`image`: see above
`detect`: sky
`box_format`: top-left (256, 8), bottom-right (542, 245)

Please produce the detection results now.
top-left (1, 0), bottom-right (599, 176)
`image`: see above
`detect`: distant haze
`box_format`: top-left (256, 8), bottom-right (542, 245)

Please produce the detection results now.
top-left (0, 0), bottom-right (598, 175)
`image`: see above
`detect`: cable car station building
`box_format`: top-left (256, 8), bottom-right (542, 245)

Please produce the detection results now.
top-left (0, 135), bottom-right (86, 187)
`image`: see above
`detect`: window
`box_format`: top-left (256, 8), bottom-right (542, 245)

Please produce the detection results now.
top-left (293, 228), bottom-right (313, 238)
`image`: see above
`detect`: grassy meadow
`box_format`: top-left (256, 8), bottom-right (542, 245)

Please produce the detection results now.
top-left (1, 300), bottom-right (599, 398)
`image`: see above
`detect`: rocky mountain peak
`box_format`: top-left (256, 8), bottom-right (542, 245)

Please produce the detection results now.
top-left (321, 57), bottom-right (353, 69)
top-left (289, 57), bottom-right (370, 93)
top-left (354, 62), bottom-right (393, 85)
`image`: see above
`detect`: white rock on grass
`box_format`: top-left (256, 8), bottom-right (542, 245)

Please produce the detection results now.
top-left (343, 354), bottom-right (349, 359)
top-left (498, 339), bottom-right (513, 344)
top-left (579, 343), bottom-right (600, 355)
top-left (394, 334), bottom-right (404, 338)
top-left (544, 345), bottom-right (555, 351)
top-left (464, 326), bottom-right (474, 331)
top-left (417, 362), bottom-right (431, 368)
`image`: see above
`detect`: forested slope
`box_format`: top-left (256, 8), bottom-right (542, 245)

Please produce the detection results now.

_ _ _ _ _

PROBLEM | Copy out the entire listing above exactly.

TASK OUTPUT |
`image`: see above
`detect`: sky
`box_format`: top-left (256, 8), bottom-right (542, 245)

Please produce the detection results now.
top-left (1, 0), bottom-right (599, 176)
`image`: see above
`detect`: distant haze
`box_format`: top-left (256, 8), bottom-right (542, 245)

Please produce the detection results now.
top-left (0, 0), bottom-right (598, 175)
`image`: see above
`detect`: cable car station building
`box_format`: top-left (256, 8), bottom-right (542, 245)

Please produce the detection results now.
top-left (0, 135), bottom-right (86, 187)
`image`: see above
`detect`: window
`box_format`: top-left (256, 8), bottom-right (542, 245)

Please produce the detection results now.
top-left (293, 228), bottom-right (313, 238)
`image`: see above
`detect`: grassy meadow
`box_format`: top-left (256, 8), bottom-right (542, 245)

Please produce the detection results now.
top-left (1, 300), bottom-right (599, 398)
`image`: see above
`detect`: rocky mountain peak
`box_format`: top-left (256, 8), bottom-right (542, 245)

Please produce the detection results now.
top-left (321, 57), bottom-right (353, 69)
top-left (289, 57), bottom-right (370, 93)
top-left (354, 62), bottom-right (393, 85)
`image`: see above
`detect`: white rock on grass
`box_format`: top-left (256, 8), bottom-right (542, 245)

Please produce the detection results now.
top-left (343, 354), bottom-right (349, 359)
top-left (498, 339), bottom-right (513, 344)
top-left (579, 343), bottom-right (600, 355)
top-left (394, 334), bottom-right (404, 338)
top-left (544, 345), bottom-right (555, 351)
top-left (464, 326), bottom-right (474, 331)
top-left (417, 362), bottom-right (431, 368)
`image`: see above
`detect`: forested slope
`box_format`: top-left (256, 8), bottom-right (542, 245)

Please produce the detection results now.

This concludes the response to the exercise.